REQUIRED ACTION: Among the lines below, copy exactly those from the one with "# drop a dot on each instance of the colonial" through the one with "# Target: building window", counting both ends.

Point-per-instance localization data:
-----

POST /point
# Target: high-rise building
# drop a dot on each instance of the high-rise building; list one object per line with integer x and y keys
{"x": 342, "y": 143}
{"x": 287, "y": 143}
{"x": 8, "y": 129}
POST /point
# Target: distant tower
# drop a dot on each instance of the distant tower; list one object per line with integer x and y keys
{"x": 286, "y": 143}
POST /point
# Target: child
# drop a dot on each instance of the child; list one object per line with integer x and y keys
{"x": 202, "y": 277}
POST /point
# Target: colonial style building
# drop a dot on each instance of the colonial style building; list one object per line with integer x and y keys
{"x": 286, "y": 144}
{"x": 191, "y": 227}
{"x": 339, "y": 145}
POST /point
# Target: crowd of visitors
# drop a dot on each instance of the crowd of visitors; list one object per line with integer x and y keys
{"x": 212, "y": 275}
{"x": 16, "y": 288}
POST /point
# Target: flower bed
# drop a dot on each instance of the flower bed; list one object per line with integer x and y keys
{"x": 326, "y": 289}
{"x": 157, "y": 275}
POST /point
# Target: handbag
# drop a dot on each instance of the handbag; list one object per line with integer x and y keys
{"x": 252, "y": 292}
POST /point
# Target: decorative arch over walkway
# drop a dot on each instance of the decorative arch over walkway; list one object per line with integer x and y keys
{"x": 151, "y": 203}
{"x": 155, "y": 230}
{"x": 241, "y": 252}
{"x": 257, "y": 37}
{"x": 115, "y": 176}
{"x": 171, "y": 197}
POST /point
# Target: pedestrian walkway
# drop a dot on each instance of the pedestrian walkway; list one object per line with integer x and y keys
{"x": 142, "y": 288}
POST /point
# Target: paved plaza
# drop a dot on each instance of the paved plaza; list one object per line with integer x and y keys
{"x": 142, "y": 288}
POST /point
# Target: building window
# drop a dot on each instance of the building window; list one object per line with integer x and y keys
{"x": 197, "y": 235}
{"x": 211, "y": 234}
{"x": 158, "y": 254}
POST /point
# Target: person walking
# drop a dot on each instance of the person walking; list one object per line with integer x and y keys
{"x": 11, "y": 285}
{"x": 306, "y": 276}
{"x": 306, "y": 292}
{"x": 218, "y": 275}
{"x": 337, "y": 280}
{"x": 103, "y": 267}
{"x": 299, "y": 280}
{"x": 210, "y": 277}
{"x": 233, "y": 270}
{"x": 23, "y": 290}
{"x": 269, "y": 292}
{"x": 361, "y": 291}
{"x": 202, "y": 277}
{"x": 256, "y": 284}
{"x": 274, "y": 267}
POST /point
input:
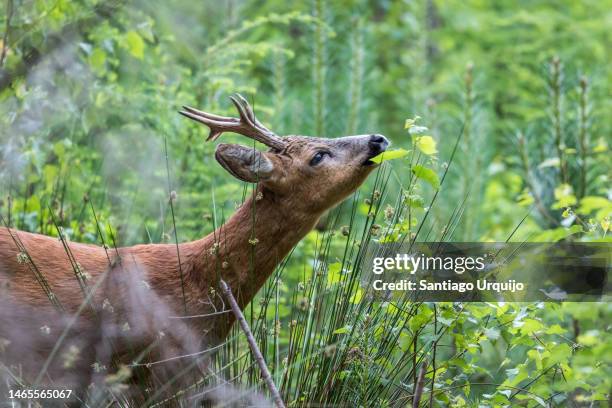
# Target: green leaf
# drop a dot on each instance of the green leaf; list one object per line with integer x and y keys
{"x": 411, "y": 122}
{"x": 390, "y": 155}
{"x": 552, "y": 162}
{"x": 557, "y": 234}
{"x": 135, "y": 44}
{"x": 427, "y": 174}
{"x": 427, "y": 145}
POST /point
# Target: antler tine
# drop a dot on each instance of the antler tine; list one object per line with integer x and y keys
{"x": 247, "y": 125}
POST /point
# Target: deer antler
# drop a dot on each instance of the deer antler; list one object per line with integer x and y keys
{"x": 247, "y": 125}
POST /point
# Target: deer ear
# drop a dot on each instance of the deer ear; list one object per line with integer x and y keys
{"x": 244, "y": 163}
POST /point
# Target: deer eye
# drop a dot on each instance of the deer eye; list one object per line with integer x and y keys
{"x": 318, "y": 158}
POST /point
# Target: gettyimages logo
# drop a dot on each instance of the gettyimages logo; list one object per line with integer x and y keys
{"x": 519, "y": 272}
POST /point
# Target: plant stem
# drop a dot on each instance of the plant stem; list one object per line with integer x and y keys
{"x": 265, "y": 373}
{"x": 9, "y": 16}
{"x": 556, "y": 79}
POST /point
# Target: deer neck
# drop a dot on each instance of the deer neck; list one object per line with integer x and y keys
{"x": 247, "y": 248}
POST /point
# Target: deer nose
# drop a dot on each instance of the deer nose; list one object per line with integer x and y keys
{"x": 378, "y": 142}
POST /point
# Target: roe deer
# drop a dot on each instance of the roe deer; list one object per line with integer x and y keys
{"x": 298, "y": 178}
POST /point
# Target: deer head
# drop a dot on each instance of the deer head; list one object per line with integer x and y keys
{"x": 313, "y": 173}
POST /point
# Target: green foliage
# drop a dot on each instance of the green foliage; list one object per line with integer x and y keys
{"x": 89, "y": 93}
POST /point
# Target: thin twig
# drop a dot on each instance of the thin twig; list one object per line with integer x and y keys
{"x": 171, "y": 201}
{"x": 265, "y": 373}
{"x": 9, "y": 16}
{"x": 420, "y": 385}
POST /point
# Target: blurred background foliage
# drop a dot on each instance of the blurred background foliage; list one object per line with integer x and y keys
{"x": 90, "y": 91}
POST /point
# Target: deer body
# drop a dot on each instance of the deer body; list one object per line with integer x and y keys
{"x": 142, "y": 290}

-----

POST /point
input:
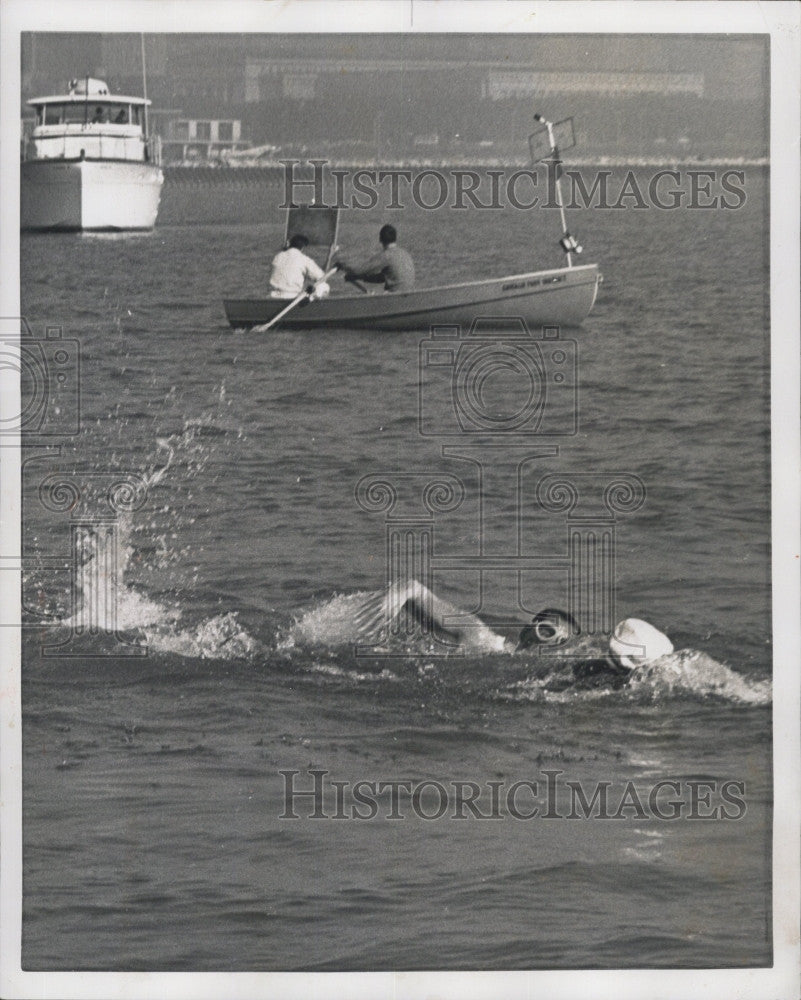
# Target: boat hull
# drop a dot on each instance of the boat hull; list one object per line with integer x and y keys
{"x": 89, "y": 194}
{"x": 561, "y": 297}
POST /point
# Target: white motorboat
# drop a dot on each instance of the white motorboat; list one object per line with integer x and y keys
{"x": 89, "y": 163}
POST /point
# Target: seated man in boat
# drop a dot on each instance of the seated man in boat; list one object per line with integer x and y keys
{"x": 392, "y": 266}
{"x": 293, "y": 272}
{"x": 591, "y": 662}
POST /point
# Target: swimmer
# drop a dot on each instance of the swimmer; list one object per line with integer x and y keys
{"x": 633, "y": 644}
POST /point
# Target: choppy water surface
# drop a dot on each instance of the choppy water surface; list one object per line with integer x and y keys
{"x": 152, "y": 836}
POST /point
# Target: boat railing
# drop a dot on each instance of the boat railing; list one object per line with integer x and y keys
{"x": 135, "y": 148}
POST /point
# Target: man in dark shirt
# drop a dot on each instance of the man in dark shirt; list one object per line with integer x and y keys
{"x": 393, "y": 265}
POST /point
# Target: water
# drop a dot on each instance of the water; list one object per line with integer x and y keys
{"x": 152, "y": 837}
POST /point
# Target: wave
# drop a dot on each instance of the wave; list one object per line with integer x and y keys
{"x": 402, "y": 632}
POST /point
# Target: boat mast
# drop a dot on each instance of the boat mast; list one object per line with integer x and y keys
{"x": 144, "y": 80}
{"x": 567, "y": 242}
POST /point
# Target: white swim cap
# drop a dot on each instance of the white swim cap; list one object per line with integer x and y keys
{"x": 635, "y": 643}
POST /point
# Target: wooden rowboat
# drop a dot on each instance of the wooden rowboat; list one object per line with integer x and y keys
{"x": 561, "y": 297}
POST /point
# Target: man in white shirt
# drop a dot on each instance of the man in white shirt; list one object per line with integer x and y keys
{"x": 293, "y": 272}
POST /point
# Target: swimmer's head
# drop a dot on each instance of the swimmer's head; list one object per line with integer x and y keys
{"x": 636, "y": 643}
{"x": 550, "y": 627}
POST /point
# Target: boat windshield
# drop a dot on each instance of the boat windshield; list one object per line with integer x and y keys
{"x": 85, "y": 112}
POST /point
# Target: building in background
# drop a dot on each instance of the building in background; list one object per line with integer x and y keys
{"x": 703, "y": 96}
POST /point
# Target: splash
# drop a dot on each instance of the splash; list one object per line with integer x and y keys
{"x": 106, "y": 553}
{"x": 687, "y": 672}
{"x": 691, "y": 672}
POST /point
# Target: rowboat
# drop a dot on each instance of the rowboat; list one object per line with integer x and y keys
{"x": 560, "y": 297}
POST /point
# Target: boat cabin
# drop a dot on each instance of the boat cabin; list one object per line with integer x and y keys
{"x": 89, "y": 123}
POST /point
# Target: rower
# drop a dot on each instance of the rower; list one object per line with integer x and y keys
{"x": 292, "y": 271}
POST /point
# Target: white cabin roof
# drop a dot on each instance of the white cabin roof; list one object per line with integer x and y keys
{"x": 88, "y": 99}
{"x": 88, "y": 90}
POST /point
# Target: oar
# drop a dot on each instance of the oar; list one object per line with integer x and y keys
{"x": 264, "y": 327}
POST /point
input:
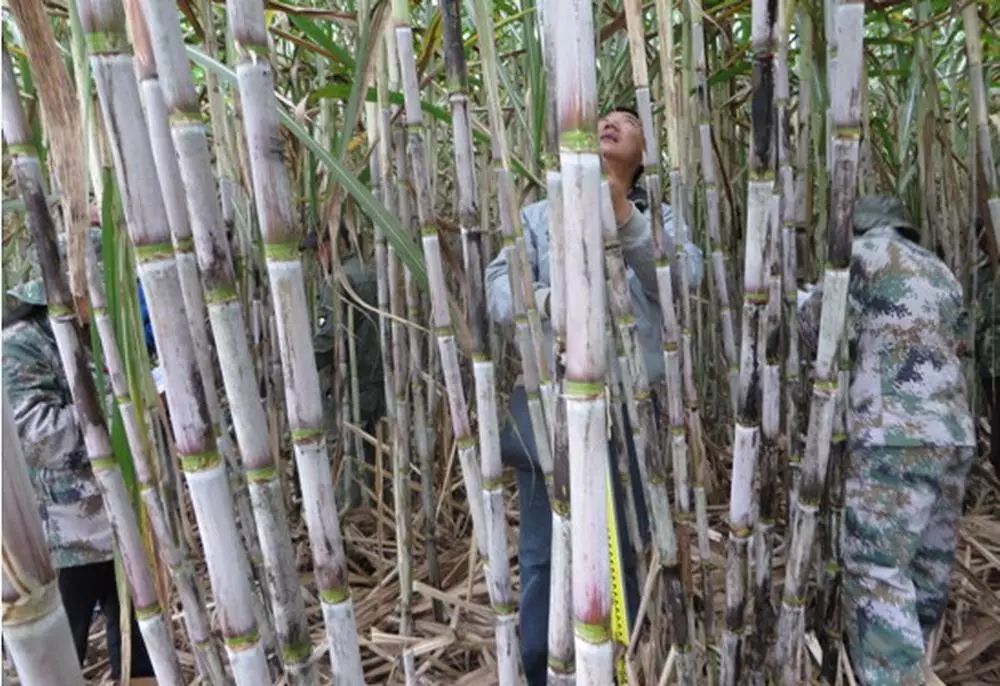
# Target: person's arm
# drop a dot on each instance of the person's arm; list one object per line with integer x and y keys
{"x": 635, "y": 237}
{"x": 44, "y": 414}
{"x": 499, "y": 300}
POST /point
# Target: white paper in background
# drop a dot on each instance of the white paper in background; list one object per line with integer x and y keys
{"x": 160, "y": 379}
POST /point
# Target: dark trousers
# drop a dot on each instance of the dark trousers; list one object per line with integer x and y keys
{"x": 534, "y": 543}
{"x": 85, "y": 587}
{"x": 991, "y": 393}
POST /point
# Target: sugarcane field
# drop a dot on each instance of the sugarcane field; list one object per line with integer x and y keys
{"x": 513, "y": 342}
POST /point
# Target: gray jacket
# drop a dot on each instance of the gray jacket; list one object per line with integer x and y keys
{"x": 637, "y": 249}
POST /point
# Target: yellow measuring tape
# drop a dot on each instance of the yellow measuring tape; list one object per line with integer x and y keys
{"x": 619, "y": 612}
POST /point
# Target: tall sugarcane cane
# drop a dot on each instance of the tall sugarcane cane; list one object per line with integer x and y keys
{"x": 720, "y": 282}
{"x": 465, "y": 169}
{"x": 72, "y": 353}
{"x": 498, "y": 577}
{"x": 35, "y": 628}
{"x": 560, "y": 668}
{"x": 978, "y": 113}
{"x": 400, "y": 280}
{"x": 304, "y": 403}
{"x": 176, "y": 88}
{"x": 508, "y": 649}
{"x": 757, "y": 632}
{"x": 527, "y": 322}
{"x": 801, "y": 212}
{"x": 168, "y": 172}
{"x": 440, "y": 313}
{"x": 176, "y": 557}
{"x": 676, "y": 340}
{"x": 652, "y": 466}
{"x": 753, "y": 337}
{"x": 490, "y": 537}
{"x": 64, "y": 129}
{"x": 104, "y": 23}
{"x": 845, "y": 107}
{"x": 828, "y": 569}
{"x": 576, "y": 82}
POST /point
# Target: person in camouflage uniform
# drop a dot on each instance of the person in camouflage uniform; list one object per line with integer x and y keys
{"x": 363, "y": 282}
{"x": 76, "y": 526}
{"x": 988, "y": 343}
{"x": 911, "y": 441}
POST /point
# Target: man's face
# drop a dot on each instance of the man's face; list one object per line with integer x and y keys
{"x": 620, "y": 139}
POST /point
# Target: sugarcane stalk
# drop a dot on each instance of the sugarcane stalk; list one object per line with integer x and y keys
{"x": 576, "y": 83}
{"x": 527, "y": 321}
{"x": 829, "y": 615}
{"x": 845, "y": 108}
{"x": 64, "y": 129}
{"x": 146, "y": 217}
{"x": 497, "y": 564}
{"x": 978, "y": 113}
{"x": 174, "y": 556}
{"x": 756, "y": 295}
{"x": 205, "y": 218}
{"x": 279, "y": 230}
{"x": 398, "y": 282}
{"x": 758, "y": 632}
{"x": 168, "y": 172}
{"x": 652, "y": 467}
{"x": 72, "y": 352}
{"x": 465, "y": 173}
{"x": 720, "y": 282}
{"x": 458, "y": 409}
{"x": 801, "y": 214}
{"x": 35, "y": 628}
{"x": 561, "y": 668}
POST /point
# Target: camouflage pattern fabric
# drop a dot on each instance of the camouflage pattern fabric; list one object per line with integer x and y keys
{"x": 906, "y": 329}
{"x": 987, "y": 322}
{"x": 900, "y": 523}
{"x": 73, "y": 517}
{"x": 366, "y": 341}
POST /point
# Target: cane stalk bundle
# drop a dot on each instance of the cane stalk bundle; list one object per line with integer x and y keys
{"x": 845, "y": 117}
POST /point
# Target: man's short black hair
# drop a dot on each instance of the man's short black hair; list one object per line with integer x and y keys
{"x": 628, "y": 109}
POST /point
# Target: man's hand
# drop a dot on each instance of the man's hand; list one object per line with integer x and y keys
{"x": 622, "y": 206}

-----

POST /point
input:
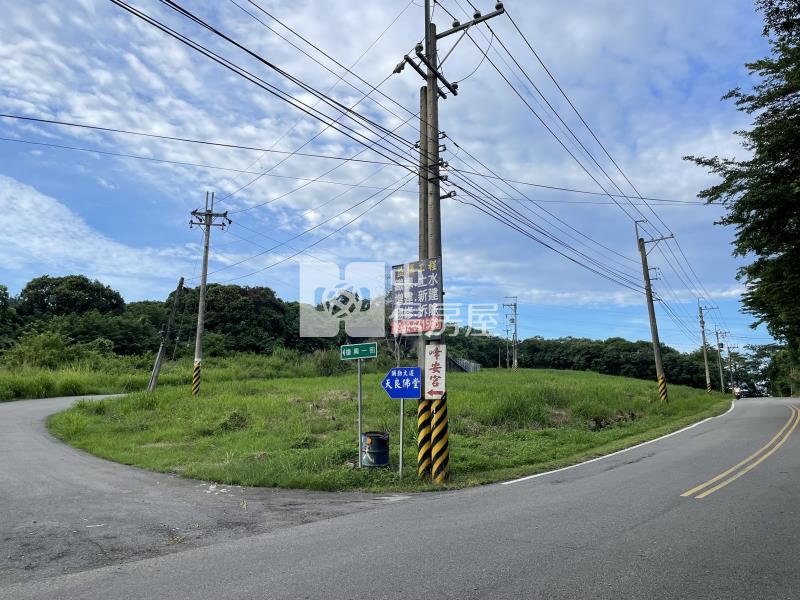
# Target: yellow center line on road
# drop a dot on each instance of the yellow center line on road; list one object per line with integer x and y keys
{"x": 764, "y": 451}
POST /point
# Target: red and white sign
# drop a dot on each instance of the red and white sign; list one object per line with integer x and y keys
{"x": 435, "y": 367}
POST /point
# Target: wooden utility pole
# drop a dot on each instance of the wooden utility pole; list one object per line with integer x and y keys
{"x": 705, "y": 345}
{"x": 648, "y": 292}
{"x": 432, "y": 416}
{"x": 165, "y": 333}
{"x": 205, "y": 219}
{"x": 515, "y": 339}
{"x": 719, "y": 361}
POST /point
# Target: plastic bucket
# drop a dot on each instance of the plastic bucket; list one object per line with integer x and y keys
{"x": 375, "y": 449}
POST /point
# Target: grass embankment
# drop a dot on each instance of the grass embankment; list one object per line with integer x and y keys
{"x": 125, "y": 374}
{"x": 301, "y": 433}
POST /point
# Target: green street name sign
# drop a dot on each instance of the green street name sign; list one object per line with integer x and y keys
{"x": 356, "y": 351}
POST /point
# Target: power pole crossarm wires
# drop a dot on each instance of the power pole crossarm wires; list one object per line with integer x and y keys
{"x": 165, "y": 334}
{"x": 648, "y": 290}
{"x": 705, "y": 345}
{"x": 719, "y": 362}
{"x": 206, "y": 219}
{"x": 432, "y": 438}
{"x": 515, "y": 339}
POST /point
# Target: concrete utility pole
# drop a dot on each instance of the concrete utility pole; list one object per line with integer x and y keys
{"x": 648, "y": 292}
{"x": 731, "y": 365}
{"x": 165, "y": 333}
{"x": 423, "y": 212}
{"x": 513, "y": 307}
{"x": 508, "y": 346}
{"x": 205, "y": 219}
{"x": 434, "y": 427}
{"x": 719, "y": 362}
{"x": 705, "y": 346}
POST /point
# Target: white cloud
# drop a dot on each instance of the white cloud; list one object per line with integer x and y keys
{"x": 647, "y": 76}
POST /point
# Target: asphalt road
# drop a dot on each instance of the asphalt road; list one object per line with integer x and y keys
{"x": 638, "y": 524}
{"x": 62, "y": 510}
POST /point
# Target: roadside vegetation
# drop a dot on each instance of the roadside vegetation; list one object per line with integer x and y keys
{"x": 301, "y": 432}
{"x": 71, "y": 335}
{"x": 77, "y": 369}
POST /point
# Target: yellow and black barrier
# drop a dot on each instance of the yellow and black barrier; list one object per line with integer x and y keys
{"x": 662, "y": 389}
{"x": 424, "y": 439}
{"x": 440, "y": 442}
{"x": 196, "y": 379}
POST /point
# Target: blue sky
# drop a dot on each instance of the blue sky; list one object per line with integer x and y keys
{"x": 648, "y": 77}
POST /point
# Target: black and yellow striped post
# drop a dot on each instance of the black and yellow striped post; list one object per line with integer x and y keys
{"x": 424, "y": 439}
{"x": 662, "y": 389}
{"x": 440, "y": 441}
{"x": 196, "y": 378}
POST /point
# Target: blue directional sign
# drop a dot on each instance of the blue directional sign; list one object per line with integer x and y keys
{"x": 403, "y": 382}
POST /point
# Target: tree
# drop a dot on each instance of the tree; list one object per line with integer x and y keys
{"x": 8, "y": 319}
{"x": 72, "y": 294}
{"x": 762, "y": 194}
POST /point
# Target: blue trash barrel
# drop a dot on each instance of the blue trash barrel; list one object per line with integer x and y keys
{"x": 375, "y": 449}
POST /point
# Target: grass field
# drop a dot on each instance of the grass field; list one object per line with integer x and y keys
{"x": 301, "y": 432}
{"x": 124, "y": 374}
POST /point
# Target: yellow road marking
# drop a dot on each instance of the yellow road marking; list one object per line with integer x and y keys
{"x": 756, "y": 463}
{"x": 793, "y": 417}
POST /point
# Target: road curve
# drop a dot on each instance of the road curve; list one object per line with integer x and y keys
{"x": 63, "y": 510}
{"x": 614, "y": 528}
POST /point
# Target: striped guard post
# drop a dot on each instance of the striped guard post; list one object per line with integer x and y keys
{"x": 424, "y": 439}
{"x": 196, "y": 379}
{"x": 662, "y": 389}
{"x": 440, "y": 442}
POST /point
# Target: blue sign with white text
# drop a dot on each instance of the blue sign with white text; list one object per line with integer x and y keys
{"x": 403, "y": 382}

-----

OUTPUT OF THE TASK:
# drop a dot on each instance of the colonial style building; list one object per line with integer x and y keys
{"x": 286, "y": 144}
{"x": 191, "y": 227}
{"x": 339, "y": 145}
POST /point
# Target: crowd of visitors
# drop a dot on each instance of the crowd of visitors; list one object per line with integer x and y keys
{"x": 212, "y": 275}
{"x": 16, "y": 288}
POST /point
# Target: flower bed
# drop a dot on each instance of the flower bed; list one object per line with integer x and y keys
{"x": 326, "y": 289}
{"x": 157, "y": 275}
POST /point
# Target: handbag
# drop a dot on each instance of the handbag; list one object per line with integer x and y keys
{"x": 252, "y": 292}
POST /point
# Target: decorative arch over walkway
# drop a dot on each instance of the decorative arch over walkway; list one object per line with integer x and y keys
{"x": 151, "y": 203}
{"x": 155, "y": 230}
{"x": 241, "y": 252}
{"x": 257, "y": 37}
{"x": 115, "y": 176}
{"x": 171, "y": 197}
POST /point
# Target: pedestrian walkway
# drop a dot on each instance of the pedestrian walkway; list one object per line with integer x and y keys
{"x": 142, "y": 288}
POST /point
# Target: paved plaza
# drop a dot on each instance of the paved plaza; list one object per line with integer x and y keys
{"x": 142, "y": 288}
POST /point
# Target: building window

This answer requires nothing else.